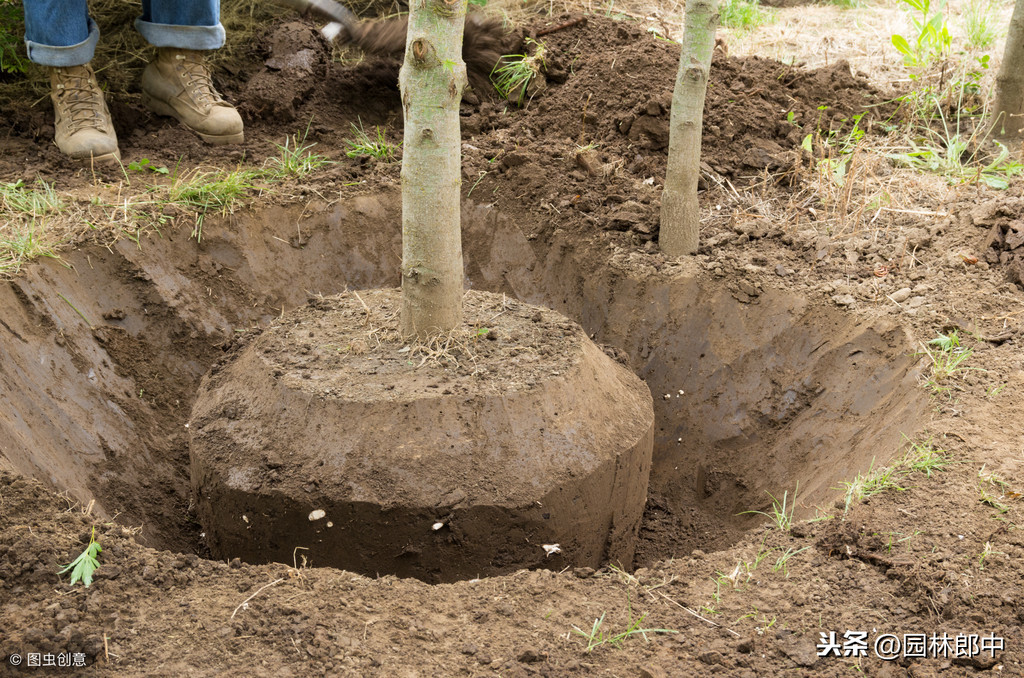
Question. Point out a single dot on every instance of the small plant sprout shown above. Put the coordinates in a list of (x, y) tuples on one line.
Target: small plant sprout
[(743, 15), (986, 553), (781, 510), (296, 157), (86, 563), (145, 164), (947, 359), (781, 563), (366, 146), (876, 480), (597, 636), (980, 23), (932, 40), (513, 73)]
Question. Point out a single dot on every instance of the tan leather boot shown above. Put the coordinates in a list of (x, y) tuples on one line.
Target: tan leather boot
[(177, 84), (82, 121)]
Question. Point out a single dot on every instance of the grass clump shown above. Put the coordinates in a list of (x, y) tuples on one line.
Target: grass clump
[(947, 357), (377, 145), (921, 458), (979, 24), (513, 73), (781, 510), (86, 563), (743, 15), (32, 202), (597, 635), (20, 243), (215, 191), (296, 158)]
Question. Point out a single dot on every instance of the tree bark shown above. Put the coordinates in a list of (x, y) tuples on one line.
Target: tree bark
[(431, 80), (680, 230), (1009, 109)]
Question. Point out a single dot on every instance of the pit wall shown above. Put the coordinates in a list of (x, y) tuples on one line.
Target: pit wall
[(103, 351)]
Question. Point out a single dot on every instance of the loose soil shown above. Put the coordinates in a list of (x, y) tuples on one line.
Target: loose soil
[(511, 442), (784, 350)]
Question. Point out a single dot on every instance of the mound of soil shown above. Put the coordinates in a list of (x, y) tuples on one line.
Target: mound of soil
[(578, 170)]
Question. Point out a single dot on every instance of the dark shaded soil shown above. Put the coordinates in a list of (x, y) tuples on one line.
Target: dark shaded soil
[(941, 554)]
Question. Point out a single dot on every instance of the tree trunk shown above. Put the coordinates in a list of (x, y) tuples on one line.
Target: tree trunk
[(1009, 109), (431, 80), (680, 212)]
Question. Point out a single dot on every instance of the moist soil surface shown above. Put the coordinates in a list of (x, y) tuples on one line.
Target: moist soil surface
[(579, 169)]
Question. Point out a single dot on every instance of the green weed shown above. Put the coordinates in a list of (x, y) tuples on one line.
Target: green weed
[(979, 24), (947, 357), (932, 41), (377, 146), (597, 636), (86, 563), (11, 28), (145, 164), (781, 510), (875, 481), (743, 14), (215, 191), (781, 563), (35, 202), (296, 158), (924, 458), (512, 74)]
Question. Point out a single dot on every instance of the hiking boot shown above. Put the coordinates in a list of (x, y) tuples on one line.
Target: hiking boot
[(82, 121), (177, 84)]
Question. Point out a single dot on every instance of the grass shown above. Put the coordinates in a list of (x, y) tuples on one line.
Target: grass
[(23, 231), (33, 202), (955, 144), (743, 15), (781, 510), (11, 28), (377, 145), (875, 481), (35, 220), (921, 457), (979, 24), (295, 158), (783, 559), (20, 243), (86, 563), (512, 74), (947, 357), (215, 191), (597, 635)]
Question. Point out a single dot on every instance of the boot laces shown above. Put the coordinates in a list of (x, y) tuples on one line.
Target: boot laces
[(81, 99), (198, 81)]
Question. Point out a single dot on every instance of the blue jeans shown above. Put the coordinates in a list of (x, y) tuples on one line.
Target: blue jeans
[(60, 32)]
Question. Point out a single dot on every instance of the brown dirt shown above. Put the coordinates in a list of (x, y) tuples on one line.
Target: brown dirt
[(456, 459), (798, 348)]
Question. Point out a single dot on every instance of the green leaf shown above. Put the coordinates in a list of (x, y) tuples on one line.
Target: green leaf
[(86, 563), (993, 181), (900, 43)]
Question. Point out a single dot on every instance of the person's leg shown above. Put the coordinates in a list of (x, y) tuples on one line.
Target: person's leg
[(177, 83), (181, 24), (58, 34)]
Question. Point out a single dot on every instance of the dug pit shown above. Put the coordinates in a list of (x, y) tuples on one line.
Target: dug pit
[(511, 442), (756, 388)]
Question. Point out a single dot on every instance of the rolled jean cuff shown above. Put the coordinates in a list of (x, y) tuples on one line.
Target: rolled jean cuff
[(65, 56), (181, 37)]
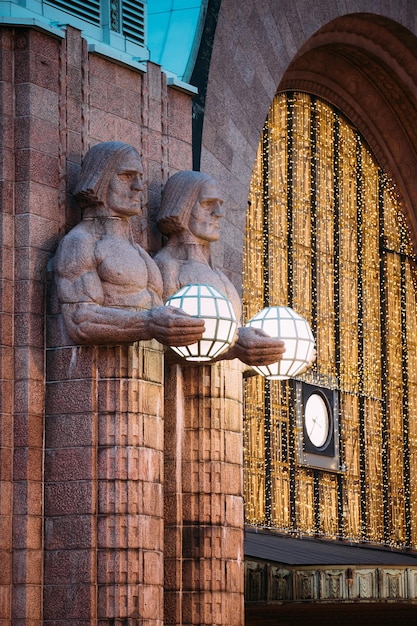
----
Aim of the exercise |
Retype all of the data above word for word, but leave the pictures out.

Task answer |
Question. Point out a single dot on every instance of the small plant sprout shown above. Put the coordinates in a list of (x, y) tuples on one line.
Target: small plant sprout
[(743, 15), (986, 553), (781, 510), (296, 157), (86, 563), (145, 164), (947, 359), (781, 563), (366, 146), (876, 480), (597, 636), (980, 23), (932, 40), (513, 73)]
Question. Point out a single dot on every instance of the tan leather boot shown above. Put the coordinates in a list of (x, y) tuples on one line.
Target: tan leather boot
[(177, 84), (82, 121)]
Question. Point out a single dot on every instance of the grass clump shown above. Put the coordinates in a list of (x, y) tuples on one line.
Target: grass clump
[(947, 357), (377, 145), (921, 458), (979, 24), (513, 73), (781, 510), (86, 563), (743, 15), (32, 202), (597, 635), (20, 243), (215, 191), (296, 158)]
Question. Point out a single dot on every instance of the tree bark shown above. Put the coordinates in a list of (x, y) tuples on one line.
Target: tree bark
[(431, 80), (680, 230), (1009, 109)]
Question. Point out a single dot on every instance of the pit wall shown above. Put the coordinates in a list of (x, y) tuples on one line.
Target: pit wall
[(103, 351)]
Question. Point out a single dot on every instance of the loose soil shown above. Put the coordinates in a list of (x, y) tuples on one line.
Target: loose soil
[(511, 442), (784, 350)]
Question. Point out a single dot on every instance of the mound of soil shown above. Put the coordinates in a list of (x, y) tuples on one line.
Target: mound of soil
[(578, 170)]
Question. Point out a single dot on every instance of the dark shaded soil shown above. Put the coordinates in a list of (x, y) tuples on one line.
Target: dark shaded soil
[(941, 554)]
Question. Point out a single dot on every instance of the tree trunk shown above. Put the coordinates in a list of (x, y) tuples on one line.
Target: tree trunk
[(1009, 109), (431, 80), (680, 212)]
Question. Point out a single dot on every instance of the moist soil surface shown above. Put the coordinates in a list of (x, y) tuples on one line.
Target: moist soil surface
[(579, 169)]
Question. Point out a single dot on every instance of the green weed shown above. Put the coordinates in a list of (x, y) tuples on one line.
Target: green weed
[(979, 24), (947, 357), (932, 41), (377, 146), (597, 636), (86, 563), (11, 28), (145, 164), (781, 510), (875, 481), (743, 14), (215, 191), (781, 563), (35, 202), (296, 158), (924, 458), (512, 74)]
Question. Point out a single dot on every instance of the hiking boot shown above. Put the coordinates in a list of (x, y) tuples on one line.
Target: hiking boot
[(82, 121), (177, 84)]
Question. Point out a single dot on every instance of the grass shown above. Put the coordinates in a list of (x, y) tuples on one line.
Target: grass
[(23, 231), (33, 202), (955, 144), (743, 15), (781, 510), (11, 28), (377, 145), (875, 481), (35, 220), (921, 457), (979, 24), (295, 158), (783, 559), (20, 243), (86, 563), (512, 74), (947, 357), (215, 191), (597, 635)]
Question. Point out a single dot on every instance of the boot laces shown above. Put the coordinates in a list of (x, y) tuples on one line.
Target: boot laces
[(81, 99), (198, 81)]
Question. Point out a single dot on every instance of the blue jeans shown above. Put the coordinates in a list of (x, y) tuples on one line.
Target: blue jeans
[(60, 32)]
Question. Point out a single dot on every instance of the brown dirt shown above. Put the coordinates in a list of (x, y) tuples on one line.
Target: brown dirt
[(456, 459), (798, 348)]
Question. Point out a single dot on every instance of the green leaf shown above. Put the coordinates in a list of (x, y) tuples on one line.
Target: green leaf
[(86, 563), (993, 181), (900, 43)]
Question. Point out a single dot on every instance of the person's leg shown above. Put the coordinates in a list of (x, y) tuples on one line.
Target: person's leg
[(177, 83), (181, 24), (58, 34)]
Question. Point out a single dot on every instance of the dug pit shown above. Put the coordinates in a list of (x, y) tuples on one line.
Target: dug pit
[(511, 442), (756, 388)]
Question. Point out a single dot on every instance of the rolled jean cuff shown above. Put the coordinates in a list of (x, y) tuples on one line.
Target: rolled jean cuff
[(65, 56), (181, 37)]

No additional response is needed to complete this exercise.